(Beginning of Exercise data)

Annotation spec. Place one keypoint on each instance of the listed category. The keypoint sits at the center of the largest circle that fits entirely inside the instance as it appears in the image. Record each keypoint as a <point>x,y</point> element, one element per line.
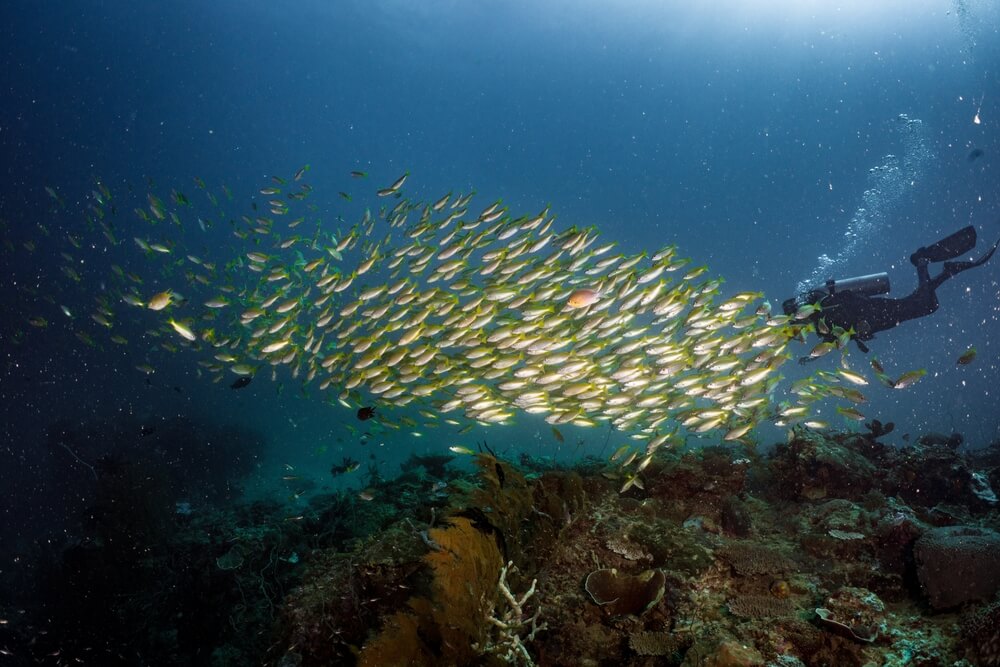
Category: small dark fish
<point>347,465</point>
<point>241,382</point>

(End of Exercise data)
(Beginning of Exercise data)

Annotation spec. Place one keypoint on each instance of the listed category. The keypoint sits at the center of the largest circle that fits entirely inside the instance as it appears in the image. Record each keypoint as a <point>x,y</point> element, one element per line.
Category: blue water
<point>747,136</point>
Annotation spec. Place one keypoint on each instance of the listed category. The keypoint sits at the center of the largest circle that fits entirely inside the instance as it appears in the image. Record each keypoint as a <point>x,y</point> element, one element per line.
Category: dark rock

(End of Exercise data)

** Problem statement **
Take the lines above from the one containing "Category: blue water" to the one containing "Category: dark rock" and retype them exactly, both ends included, with nothing added.

** Output **
Category: blue water
<point>747,136</point>
Annotation spec. Place one keypoint on each instance of the listed category. The keypoint sits at the center of the largest circle that fits entirely inside the instance as it appears in the image. Record each keypoint as a <point>x,y</point> element, one element per line.
Category: dark rock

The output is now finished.